──────── Provided entries

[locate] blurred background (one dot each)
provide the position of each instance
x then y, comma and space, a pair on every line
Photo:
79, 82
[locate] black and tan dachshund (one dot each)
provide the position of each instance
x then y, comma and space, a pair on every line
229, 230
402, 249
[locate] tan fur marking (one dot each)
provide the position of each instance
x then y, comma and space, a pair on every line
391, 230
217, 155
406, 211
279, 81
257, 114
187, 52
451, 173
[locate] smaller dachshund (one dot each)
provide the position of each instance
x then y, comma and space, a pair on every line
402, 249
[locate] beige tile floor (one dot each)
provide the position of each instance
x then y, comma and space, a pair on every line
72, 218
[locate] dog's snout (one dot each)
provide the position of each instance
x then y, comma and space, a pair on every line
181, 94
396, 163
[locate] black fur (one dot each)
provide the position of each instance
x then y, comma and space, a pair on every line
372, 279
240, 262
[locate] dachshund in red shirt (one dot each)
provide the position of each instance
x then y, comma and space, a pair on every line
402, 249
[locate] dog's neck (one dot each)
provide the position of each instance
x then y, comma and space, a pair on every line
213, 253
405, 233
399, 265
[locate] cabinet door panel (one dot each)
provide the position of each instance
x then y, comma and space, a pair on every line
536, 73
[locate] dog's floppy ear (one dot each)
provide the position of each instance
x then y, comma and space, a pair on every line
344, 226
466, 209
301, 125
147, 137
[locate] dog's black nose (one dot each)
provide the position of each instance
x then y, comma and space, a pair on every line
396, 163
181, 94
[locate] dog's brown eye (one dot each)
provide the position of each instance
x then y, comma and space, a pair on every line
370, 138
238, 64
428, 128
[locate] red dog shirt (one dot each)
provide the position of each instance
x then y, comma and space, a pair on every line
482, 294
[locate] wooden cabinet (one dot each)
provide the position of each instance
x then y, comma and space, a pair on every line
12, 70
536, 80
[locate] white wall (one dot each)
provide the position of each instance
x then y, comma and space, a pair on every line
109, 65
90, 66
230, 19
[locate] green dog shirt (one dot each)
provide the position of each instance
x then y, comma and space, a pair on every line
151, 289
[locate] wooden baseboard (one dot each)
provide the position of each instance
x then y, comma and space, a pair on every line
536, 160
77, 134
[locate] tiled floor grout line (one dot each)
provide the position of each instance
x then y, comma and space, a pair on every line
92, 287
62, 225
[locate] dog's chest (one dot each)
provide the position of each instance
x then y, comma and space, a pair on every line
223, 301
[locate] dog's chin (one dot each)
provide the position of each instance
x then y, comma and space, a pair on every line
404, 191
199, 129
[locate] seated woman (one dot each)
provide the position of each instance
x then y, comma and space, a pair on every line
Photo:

────────────────

_Exercise goal_
Take the entries above and copy them out exactly.

_Solved problem_
[locate] blurred background (one dot each)
provide the position of each instance
x then y, comma and space, a pair on every line
Photo:
79, 82
[locate] black and tan dachshund (one dot each)
provide the position of each instance
x then y, comma and space, a pair on every line
229, 230
402, 249
[locate] tan fur marking (one dot each)
provide the position of each instance
x then y, comma and space, a pair on every line
391, 230
217, 155
406, 211
279, 81
257, 114
187, 52
451, 173
[locate] smaller dachshund (one dot each)
provide the position of each instance
x then y, comma and space, a pair on every line
402, 249
[locate] beige tile floor (one dot each)
provide the position of each instance
x then y, comma and space, a pair on every line
72, 218
[locate] dog's snout (one dot each)
provide the position of each instance
x then y, comma and space, a pair on every line
181, 94
396, 163
[locate] black fur (one dot each)
provide the position of each instance
x then y, comma and space, a pair on every line
372, 279
240, 262
[locate] dachshund in red shirt (one dot each)
provide the position of each instance
x then y, comma and space, a pair on every line
402, 249
[locate] dog's neck (one dot each)
provide the position of each instance
x then y, comma and space, a pair on every line
213, 253
405, 233
399, 265
[locate] cabinet door panel (one dot each)
provide the position of each instance
x then y, comma and space, a pair on every line
536, 73
[locate] dog's floppy ear (one dot each)
provide the position of each instance
x then y, comma and space, a pair on every line
344, 226
466, 209
301, 125
147, 137
[locate] dog's black nose (one dot each)
provide the position of each instance
x then y, comma and space, a pair on every line
396, 163
181, 94
[locate] dog's brown eye (one dot each)
provide the position of each instance
x then y, comma and space, a pair on every line
370, 138
238, 64
428, 128
[locate] red dog shirt (one dot each)
provide the position of each instance
x then y, comma and space, a pair on every line
482, 294
[locate] wooden cabinet (one dot each)
provide the position of each instance
x then y, comma and space, a pair on every line
12, 70
536, 80
[locate] white wall (one dot each)
provide the position of each instance
x then y, comma and space, a pair on every line
109, 65
90, 66
230, 19
[locate] green dog shirt (one dot each)
provide the position of each instance
x then y, comma and space, a pair on every line
151, 289
[locate] wooden baseboard (one dot each)
provide the position of each instance
x then y, comma and space, a pair on every line
536, 160
77, 134
[locate] tiled floor grout line (one dot each)
provide the position of each instance
x then y, comma and space, a pair on every line
92, 287
62, 225
[locate] dog's chest (one dot each)
provide the position of each instance
x then y, comma and space, a pair on every line
223, 301
[locate] dog's chin (one dot each)
provide the position of each instance
x then y, comma and space, a pair on every line
404, 191
199, 129
[locate] seated woman (one dot each)
provide the position of each instance
x then y, comma and space, a pair on every line
Photo:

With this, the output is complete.